■ Aim of the exercise ■
In the algorithm walkthrough, what would go wrong if bisect_left were used instead of bisect_right?

■ Document text ■
▼

This transforms the expensive repeated scans into efficient logarithmic queries.

Approach Time Complexity Space Complexity Verdict
Brute Force O( s1 ×
Optimal O( s1 +

Algorithm Walkthrough

  1. Preprocess s1 by storing all occurrence positions for every character.

For each index i in s1, append i to the list corresponding to s1[i]. 2. Before processing s2, verify that every character of s2 appears somewhere in s1.

If even one character is missing, print -1 immediately because no number of concatenations can create it. 3. Start with one copy of s1.

Maintain a variable pos representing the current position inside the active copy. Initially set pos = -1, meaning we have not used any character yet. 4. Process characters of s2 from left to right.

For the current character c, retrieve its sorted occurrence list. 5. Use binary search to find the first occurrence strictly greater than pos.

This gives the next valid subsequence position inside the current copy. 6. If such a position exists, move pos to that index.

We successfully matched the character without needing another newspaper. 7. If no valid occurrence exists, start a new copy of s1.

Increment the answer counter, then take the first occurrence of c from its list and set pos to that value. 8. After processing all characters, output the number of copies used.

Why it works

The algorithm always consumes as much as possible from the current copy before starting a new one. This greedy choice is optimal because starting a new copy earlier never creates additional matching opportunities inside the current copy.

At every step, pos represents the latest matched position in the current newspaper. The binary search selects the earliest possible valid next occurrence. Choosing the earliest occurrence leaves the maximum remaining suffix available for future characters, which can only help.

Whenever no occurrence exists after pos, every subsequence continuation inside the current copy is impossible. Starting a new copy is not merely a choice, it is necessary.

Because the algorithm only starts a new copy when forced, the total number of copies is minimal.

Python Solution

import sys
from bisect import bisect_right

input = sys.stdin.readline

def solve():
    s1 = input().strip()
    s2 = input().strip()

    positions = {}

    for i, ch in enumerate(s1):
        if ch not in positions:
            positions[ch] = []
        positions[ch].append(i)

    for ch in s2:
        if ch not in positions:
            print(-1)
            return

    ans = 1
    pos = -1

    for ch in s2:
        arr = positions[ch]

        idx = bisect_right(arr, pos)

        if idx == len(arr):
            ans += 1
            pos = arr[0]
        else:
            pos = arr[idx]

    print(ans)

solve()

The preprocessing step builds a dictionary from characters to sorted occurrence positions. Since we scan s1 from left to right, the lists are automatically sorted.

The impossibility check happens before the main loop. This avoids corner cases where the matching process would repeatedly fail on a missing character.

The variable pos tracks the latest matched index inside the current copy of s1. Using -1 initially is convenient because the first valid occurrence for any character will always be greater than -1.

The crucial implementation detail is the use of bisect_right. We need the first occurrence strictly after the current position. Using bisect_left would incorrectly allow reusing the same character position multiple times.

▲

■ Extracted records ■
▼

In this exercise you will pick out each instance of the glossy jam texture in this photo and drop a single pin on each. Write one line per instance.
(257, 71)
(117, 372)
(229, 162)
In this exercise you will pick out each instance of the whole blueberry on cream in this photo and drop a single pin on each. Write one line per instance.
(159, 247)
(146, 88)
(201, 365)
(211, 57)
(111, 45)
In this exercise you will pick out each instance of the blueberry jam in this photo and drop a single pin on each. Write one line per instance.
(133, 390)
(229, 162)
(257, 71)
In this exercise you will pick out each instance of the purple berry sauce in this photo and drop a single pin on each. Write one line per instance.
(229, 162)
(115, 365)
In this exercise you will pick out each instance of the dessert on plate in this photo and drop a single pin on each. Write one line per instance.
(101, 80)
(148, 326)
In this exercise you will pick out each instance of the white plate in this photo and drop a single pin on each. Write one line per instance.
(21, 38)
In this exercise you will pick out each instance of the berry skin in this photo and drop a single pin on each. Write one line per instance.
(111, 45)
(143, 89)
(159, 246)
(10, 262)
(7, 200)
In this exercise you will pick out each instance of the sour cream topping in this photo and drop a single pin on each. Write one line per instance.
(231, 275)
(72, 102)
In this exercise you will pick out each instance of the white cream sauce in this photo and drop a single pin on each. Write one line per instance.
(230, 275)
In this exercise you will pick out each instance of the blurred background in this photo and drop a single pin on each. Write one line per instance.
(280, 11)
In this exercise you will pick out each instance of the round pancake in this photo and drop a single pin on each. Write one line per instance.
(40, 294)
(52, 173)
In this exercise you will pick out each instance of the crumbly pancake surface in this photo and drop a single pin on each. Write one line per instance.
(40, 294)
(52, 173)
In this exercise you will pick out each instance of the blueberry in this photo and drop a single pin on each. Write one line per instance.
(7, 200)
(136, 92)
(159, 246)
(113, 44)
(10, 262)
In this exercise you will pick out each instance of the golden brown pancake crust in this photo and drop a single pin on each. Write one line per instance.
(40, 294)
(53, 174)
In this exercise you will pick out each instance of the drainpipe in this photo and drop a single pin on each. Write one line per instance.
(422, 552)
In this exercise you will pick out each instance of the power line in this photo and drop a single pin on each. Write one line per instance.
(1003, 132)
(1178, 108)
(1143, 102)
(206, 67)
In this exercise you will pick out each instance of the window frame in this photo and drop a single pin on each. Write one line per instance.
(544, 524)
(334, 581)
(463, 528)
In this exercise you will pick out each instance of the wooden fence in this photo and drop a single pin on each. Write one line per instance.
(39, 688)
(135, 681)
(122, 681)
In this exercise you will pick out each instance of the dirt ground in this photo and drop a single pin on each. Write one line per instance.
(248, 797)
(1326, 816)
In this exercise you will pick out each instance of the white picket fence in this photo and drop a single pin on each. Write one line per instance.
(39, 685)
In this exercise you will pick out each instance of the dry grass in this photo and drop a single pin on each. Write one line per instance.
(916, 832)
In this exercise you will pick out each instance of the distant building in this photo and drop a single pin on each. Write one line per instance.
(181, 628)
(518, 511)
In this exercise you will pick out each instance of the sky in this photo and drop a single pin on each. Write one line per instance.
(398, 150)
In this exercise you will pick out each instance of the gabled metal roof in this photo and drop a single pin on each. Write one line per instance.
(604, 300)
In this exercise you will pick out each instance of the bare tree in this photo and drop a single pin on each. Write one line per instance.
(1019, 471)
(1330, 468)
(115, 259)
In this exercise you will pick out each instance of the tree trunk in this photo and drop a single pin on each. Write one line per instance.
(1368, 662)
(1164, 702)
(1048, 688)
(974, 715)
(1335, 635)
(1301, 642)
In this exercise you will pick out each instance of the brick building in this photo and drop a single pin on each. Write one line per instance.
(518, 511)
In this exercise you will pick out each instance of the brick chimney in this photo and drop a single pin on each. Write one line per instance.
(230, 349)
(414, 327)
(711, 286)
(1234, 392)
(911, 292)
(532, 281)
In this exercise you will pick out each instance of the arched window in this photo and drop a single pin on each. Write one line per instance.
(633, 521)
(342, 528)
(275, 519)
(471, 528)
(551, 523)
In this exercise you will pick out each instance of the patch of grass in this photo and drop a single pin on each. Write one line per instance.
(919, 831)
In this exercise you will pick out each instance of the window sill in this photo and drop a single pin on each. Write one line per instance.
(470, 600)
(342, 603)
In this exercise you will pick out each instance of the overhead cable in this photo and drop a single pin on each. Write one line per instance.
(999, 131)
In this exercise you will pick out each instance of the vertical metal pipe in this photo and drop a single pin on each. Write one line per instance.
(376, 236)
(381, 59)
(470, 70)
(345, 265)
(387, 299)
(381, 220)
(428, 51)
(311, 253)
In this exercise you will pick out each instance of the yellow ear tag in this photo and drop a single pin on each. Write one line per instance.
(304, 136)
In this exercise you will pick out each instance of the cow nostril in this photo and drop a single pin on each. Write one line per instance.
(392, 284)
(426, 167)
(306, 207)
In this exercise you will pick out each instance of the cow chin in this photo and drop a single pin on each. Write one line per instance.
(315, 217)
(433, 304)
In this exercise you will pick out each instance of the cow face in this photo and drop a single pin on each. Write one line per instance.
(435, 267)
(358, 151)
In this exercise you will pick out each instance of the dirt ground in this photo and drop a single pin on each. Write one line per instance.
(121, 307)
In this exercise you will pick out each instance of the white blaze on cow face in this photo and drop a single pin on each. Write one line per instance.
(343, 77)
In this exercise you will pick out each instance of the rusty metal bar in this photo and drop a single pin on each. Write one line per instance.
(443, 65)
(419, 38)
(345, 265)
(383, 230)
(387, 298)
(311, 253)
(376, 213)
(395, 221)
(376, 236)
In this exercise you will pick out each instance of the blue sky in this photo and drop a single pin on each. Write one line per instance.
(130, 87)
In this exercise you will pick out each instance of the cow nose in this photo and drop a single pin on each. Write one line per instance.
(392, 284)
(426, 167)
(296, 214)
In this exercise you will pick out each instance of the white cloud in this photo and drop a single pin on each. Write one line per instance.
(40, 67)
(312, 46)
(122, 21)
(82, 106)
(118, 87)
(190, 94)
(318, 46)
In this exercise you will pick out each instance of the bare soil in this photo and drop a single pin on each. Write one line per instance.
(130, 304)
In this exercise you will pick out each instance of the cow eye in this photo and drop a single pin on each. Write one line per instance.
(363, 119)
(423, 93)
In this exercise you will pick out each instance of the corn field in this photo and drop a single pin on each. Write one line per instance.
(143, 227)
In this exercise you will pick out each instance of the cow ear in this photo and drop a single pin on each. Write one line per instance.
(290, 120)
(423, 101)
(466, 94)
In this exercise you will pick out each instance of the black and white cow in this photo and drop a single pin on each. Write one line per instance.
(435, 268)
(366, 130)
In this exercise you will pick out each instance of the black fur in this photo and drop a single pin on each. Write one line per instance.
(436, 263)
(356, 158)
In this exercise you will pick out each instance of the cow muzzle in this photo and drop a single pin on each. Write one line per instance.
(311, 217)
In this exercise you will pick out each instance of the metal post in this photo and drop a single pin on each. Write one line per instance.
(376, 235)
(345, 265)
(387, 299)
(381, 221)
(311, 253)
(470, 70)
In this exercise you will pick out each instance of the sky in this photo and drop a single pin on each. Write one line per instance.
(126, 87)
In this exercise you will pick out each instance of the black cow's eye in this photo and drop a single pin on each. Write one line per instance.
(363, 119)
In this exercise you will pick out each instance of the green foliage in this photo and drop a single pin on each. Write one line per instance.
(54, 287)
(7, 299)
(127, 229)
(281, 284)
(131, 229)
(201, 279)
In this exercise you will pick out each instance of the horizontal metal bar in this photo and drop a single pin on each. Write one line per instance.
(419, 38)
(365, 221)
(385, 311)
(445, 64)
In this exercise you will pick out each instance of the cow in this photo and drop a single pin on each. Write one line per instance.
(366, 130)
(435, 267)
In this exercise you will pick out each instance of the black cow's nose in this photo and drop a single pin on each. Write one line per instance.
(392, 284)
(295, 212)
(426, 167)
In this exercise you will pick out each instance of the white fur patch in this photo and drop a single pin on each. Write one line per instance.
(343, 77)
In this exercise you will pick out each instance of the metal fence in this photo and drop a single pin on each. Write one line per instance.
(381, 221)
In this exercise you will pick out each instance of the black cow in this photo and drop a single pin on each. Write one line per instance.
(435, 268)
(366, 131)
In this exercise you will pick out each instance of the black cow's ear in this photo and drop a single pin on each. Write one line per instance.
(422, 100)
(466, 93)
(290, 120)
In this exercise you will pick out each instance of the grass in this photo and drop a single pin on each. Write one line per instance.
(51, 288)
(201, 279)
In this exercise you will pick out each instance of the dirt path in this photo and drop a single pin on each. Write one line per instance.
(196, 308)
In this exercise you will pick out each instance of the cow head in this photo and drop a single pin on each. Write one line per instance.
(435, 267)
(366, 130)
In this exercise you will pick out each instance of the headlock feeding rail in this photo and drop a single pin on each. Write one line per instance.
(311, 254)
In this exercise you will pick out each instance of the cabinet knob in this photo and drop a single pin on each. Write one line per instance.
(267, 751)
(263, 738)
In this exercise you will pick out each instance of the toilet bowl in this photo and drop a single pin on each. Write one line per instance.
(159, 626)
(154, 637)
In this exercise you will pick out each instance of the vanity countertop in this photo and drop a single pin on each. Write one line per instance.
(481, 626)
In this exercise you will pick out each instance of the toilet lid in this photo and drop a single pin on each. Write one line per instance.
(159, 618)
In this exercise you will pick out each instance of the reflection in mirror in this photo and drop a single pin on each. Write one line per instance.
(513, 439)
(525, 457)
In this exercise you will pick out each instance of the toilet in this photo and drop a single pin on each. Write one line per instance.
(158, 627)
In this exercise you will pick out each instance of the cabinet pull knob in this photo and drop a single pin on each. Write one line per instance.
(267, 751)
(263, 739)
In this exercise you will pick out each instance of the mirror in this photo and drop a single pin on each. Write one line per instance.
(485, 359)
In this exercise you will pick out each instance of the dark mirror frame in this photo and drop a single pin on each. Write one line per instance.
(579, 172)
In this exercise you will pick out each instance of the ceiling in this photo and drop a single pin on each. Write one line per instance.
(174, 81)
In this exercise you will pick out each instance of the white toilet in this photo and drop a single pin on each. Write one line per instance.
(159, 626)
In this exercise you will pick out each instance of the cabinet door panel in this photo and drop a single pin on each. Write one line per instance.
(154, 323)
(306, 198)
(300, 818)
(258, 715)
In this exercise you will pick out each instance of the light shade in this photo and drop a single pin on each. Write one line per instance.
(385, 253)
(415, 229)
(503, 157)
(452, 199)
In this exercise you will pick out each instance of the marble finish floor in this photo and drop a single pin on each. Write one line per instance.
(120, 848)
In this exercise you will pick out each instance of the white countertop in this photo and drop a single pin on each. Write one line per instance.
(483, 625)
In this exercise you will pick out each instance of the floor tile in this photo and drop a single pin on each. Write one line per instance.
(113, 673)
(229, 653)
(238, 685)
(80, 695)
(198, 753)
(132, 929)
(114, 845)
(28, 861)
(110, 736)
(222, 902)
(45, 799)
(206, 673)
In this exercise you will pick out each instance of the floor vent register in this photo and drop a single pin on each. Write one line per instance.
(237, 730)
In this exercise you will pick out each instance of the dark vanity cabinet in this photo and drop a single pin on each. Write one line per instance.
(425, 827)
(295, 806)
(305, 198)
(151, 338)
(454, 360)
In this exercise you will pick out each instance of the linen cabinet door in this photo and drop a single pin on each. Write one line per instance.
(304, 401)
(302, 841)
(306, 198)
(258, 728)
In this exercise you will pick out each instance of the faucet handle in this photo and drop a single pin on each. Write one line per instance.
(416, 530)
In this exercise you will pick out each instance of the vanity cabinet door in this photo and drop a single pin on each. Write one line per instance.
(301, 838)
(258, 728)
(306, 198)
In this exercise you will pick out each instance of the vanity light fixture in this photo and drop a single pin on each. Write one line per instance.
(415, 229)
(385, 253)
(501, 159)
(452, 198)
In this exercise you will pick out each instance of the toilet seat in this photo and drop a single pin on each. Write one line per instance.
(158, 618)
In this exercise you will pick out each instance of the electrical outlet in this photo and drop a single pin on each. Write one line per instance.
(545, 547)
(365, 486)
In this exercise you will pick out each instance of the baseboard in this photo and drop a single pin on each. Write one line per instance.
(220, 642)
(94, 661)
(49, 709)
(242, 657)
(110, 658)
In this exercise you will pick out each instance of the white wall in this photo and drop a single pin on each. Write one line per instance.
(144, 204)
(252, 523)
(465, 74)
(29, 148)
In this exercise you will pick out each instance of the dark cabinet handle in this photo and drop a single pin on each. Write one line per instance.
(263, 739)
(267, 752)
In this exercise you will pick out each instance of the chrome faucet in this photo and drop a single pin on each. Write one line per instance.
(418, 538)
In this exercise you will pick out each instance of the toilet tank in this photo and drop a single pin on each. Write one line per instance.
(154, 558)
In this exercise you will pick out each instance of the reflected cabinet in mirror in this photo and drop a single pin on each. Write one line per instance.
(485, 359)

▲

■ Solved problem ■
It would incorrectly allow the same character position to be reused multiple times.